作業内容
小説と映画の違いを述べた本文から、「小説が統合された感覚なのに対して、」で始まり「ことを映画で表現することは可能だ。」に至るまでの部分を、一字も変えずに書き写してください。

2016年10月05日

小説と映画は真逆である

小説のもっともいいところは、
文から絵や事情を想像する瞬間にある。

映画のもっともいいところは、
絵から気持ちや事情を想像する瞬間にある。
(最良の台詞は無言である、というハリウッドの格言は、
余計な説明がなくとも、これまでの文脈でこの絵を見れば明らかだ、
という到達点をつくることだ、という意味だと僕は思う)

つまり、結構真逆の本質をもってるんじゃないか?



たとえば。

 扉の向こうに誰かがいるのは分かっている。

という小説の文を映像で表現することは難しい。
これを映像のカット割りでやるならば、

 扉のすりガラスに写る影、物音を立てないようにする扉の向こうの足元、
 覗かれているようなアングルの主人公、
 主人公、聞き耳を立てる。

などのようなカットを「積み重ねて」(モンタージュ)
表現しなければならないだろう。
小説が統合された感覚なのに対して、
映像は客観的なものを並べ、感覚を統合していくものである。

映像は、小説のようなシンプルな表現にならないのは
こういうわけだ。

また、こなれた役者がいれば、
「扉の向こうに誰かがいるのは分かっているから、
あえて気づかれないように日常のことを続ける」
ことを映画で表現することは可能だ。

 男、扉の向こうの気配に気づく。

[データセットに含まれる項目]
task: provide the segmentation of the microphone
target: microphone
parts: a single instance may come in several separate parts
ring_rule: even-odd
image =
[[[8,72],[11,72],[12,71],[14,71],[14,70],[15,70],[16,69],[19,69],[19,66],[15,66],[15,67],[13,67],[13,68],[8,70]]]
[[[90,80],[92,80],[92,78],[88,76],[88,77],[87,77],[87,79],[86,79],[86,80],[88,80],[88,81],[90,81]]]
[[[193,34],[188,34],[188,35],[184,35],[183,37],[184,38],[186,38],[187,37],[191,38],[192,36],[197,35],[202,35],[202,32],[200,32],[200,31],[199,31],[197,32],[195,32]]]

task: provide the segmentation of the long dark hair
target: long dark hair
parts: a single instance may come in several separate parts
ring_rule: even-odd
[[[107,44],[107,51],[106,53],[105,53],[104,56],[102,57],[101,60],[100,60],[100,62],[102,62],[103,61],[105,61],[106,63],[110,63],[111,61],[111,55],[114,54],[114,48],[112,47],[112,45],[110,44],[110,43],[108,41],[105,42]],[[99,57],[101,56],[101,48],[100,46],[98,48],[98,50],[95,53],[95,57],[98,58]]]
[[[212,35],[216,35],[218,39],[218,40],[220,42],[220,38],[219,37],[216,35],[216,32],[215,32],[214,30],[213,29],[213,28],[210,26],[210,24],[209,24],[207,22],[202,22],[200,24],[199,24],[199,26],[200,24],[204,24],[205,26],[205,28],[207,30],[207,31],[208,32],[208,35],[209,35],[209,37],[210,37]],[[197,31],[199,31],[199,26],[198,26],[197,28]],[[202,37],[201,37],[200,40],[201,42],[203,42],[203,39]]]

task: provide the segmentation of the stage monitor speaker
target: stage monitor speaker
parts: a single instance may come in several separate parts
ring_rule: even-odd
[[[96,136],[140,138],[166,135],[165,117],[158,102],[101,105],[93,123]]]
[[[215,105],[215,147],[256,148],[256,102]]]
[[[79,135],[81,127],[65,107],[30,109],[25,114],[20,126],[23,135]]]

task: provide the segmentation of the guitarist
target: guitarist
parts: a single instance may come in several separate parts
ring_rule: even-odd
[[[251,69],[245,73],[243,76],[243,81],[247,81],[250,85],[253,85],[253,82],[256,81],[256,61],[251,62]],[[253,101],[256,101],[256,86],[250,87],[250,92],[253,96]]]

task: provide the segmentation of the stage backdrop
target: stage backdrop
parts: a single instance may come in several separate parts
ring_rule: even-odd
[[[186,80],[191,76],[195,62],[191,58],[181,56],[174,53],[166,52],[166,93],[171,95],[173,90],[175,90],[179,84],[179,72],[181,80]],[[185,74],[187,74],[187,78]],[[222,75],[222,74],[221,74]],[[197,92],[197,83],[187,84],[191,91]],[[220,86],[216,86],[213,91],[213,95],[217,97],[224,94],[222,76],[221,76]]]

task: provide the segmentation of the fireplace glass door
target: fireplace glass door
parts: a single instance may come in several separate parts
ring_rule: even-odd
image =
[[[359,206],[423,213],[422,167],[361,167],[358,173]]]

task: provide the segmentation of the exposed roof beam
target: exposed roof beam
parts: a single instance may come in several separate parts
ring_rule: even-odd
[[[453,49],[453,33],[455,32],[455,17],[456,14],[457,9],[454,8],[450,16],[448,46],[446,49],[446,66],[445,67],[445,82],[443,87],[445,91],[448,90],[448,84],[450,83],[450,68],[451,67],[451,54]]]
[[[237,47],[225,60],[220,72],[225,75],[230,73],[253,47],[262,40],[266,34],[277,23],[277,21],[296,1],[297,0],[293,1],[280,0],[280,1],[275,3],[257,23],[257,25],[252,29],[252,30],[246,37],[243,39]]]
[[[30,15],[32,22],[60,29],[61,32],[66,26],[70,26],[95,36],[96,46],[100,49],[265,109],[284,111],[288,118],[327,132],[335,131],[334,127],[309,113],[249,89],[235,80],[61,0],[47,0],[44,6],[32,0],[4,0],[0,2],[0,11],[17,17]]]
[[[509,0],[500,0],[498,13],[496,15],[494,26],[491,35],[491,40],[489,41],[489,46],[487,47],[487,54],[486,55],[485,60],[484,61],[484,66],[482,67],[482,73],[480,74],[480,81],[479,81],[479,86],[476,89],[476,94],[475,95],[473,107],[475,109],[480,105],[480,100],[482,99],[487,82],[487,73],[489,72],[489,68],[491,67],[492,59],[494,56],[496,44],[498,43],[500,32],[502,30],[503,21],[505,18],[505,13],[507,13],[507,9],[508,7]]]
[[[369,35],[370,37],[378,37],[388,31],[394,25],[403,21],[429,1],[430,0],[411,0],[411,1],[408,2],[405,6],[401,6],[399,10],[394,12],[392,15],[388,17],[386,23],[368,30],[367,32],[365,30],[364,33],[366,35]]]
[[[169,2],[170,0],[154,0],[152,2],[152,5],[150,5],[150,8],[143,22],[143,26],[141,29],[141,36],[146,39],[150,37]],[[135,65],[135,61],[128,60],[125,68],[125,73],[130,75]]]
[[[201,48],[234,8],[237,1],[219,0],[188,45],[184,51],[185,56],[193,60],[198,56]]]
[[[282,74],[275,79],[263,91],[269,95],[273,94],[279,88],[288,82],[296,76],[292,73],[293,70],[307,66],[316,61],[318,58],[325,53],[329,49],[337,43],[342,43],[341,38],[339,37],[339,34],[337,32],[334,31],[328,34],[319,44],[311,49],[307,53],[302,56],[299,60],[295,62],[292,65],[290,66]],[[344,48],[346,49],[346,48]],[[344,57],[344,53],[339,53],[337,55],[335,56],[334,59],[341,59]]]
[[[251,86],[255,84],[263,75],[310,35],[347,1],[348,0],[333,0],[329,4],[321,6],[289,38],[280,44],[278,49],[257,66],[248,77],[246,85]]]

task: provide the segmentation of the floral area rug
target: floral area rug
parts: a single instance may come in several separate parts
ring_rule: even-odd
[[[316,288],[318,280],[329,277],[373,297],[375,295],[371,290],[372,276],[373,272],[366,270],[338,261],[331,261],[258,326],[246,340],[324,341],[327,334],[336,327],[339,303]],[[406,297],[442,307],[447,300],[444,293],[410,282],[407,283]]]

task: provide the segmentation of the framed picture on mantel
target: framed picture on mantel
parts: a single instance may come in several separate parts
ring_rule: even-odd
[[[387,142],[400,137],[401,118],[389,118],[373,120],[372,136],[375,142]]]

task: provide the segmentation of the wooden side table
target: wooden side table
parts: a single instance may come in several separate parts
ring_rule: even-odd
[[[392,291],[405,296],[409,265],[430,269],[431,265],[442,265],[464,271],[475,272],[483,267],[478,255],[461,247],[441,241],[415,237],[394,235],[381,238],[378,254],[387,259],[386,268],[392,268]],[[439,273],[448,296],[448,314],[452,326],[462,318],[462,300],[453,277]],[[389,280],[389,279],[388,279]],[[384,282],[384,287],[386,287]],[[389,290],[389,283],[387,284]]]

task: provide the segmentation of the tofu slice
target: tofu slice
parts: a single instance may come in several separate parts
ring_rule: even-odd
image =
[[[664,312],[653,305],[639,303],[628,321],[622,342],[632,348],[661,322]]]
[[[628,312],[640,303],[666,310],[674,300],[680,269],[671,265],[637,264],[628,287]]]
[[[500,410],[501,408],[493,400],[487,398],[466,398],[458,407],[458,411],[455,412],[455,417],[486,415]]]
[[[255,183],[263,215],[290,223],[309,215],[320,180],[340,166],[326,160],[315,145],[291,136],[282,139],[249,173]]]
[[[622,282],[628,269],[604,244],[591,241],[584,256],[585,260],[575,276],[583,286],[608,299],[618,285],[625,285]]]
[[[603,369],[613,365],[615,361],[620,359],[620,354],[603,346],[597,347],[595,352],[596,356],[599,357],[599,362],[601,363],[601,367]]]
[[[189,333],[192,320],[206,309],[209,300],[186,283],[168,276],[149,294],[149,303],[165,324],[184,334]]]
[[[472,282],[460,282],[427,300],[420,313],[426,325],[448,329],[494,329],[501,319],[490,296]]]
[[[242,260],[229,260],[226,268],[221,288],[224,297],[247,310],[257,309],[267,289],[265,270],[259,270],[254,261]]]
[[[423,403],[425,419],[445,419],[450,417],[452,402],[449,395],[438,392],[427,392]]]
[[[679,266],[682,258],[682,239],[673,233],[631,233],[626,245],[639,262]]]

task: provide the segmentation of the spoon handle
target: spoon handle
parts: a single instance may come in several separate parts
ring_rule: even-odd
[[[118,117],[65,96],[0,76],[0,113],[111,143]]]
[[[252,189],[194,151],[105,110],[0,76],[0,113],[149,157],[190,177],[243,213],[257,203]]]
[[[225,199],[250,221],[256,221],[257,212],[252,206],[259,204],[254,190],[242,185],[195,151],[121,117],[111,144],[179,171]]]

解答
小説が統合された感覚なのに対して、
映像は客観的なものを並べ、感覚を統合していくものである。

映像は、小説のようなシンプルな表現にならないのは
こういうわけだ。

また、こなれた役者がいれば、
「扉の向こうに誰かがいるのは分かっているから、
あえて気づかれないように日常のことを続ける」
ことを映画で表現することは可能だ。